> [Exercise input]
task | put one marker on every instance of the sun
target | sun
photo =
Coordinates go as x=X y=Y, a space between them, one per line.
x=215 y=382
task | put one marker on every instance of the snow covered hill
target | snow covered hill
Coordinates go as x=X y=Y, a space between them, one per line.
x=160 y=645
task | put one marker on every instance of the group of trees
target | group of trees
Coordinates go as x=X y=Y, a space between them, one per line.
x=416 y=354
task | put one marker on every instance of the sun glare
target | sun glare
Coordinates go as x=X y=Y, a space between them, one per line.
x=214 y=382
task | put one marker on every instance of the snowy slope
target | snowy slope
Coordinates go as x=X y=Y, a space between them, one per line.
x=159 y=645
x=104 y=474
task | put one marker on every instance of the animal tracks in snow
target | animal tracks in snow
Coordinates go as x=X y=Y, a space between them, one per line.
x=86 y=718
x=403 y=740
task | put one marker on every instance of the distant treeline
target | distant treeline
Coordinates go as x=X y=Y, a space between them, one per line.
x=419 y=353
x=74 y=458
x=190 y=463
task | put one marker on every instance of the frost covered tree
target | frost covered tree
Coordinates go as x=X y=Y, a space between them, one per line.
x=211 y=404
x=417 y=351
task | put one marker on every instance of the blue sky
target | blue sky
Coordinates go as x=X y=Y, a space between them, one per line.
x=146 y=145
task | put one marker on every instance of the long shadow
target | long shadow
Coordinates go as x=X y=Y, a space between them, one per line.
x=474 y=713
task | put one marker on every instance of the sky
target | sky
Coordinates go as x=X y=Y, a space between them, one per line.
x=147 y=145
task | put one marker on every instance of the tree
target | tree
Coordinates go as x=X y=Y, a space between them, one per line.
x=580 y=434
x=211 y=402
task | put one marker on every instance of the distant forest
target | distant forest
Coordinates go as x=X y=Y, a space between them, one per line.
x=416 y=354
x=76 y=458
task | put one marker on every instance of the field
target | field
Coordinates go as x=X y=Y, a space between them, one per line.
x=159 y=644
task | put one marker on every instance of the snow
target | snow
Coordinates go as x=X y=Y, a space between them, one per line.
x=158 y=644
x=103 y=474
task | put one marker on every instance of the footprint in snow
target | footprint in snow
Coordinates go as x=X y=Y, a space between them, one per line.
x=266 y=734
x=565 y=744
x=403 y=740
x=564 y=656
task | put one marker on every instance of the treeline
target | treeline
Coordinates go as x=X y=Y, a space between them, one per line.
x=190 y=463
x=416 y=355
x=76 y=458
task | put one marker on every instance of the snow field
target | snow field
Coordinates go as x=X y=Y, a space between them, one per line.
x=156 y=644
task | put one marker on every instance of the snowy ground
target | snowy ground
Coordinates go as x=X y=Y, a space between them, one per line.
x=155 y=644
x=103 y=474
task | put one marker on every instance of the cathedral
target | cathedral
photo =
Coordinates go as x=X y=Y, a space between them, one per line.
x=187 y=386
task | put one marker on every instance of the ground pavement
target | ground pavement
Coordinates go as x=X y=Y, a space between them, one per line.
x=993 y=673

> [Assignment] With nothing added or left out, print the data again.

> [Your solution]
task | put one marker on every instance of the sun
target | sun
photo =
Coordinates go as x=X y=Y, a space between them, one per line.
x=215 y=382
task | put one marker on every instance of the snow covered hill
target | snow covered hill
Coordinates go as x=X y=Y, a space between them, one per line.
x=160 y=645
task | put one marker on every instance of the group of trees
target | group of trees
Coordinates go as x=X y=Y, a space between them, one per line.
x=416 y=354
task | put one marker on every instance of the sun glare
target | sun glare
Coordinates go as x=X y=Y, a space between them, one per line.
x=214 y=382
task | put one marker on every instance of the snowy slope
target | snowy slope
Coordinates go as x=X y=Y, a space between them, one per line.
x=159 y=645
x=104 y=474
task | put one marker on every instance of the animal tracks in snow
target | animal tracks in snow
Coordinates go as x=X y=Y, a space between them, one per line.
x=86 y=718
x=403 y=740
task | put one marker on every instance of the distant treeline
target | distant treeline
Coordinates go as x=X y=Y, a space between them, one per line.
x=419 y=353
x=74 y=458
x=190 y=463
task | put one marker on every instance of the frost covered tree
target | frost covered tree
Coordinates go as x=X y=Y, a space between them, one per line.
x=211 y=404
x=417 y=351
task | put one marker on every instance of the blue sky
target | blue sky
Coordinates go as x=X y=Y, a space between them, one per line.
x=146 y=145
task | put one marker on every instance of the long shadow
target | long shadow
Coordinates go as x=X y=Y, a space between them, one per line.
x=474 y=713
task | put one marker on every instance of the sky
target | sky
Coordinates go as x=X y=Y, a space between them, one per line.
x=147 y=145
task | put one marker on every instance of the tree
target | tree
Coordinates go as x=X y=Y, a space between them, one per line.
x=580 y=434
x=211 y=402
task | put one marker on every instance of the distant forest
target | distant forest
Coordinates go as x=X y=Y, a space between them, one per line.
x=416 y=354
x=76 y=458
task | put one marker on every instance of the field
target | field
Coordinates go as x=X y=Y, a space between them, one per line.
x=159 y=644
task | put one marker on every instance of the snow
target | snow
Coordinates go as x=X y=Y, a space between them, one per line.
x=158 y=644
x=103 y=474
task | put one marker on every instance of the footprint in snow
target | footprint in snow
Coordinates go as x=X y=Y, a space between them, one per line.
x=266 y=734
x=565 y=744
x=403 y=740
x=564 y=656
task | put one marker on every instance of the treeline
target | treeline
Coordinates go as x=X y=Y, a space between them, one per line.
x=190 y=463
x=416 y=355
x=76 y=458
task | put one marker on every instance of the snow field
target | snow field
Coordinates go as x=X y=Y, a space between them, one per line.
x=156 y=644
task | put one marker on every instance of the snowy ground
target | snowy ground
Coordinates go as x=X y=Y, a space between them, one per line.
x=155 y=644
x=103 y=474
task | put one marker on every instance of the cathedral
target | cathedral
photo =
Coordinates go as x=X y=Y, a space between them, one per line.
x=187 y=386
task | put one marker on every instance of the ground pavement
target | ground pavement
Coordinates go as x=X y=Y, a space between them, one per line.
x=993 y=673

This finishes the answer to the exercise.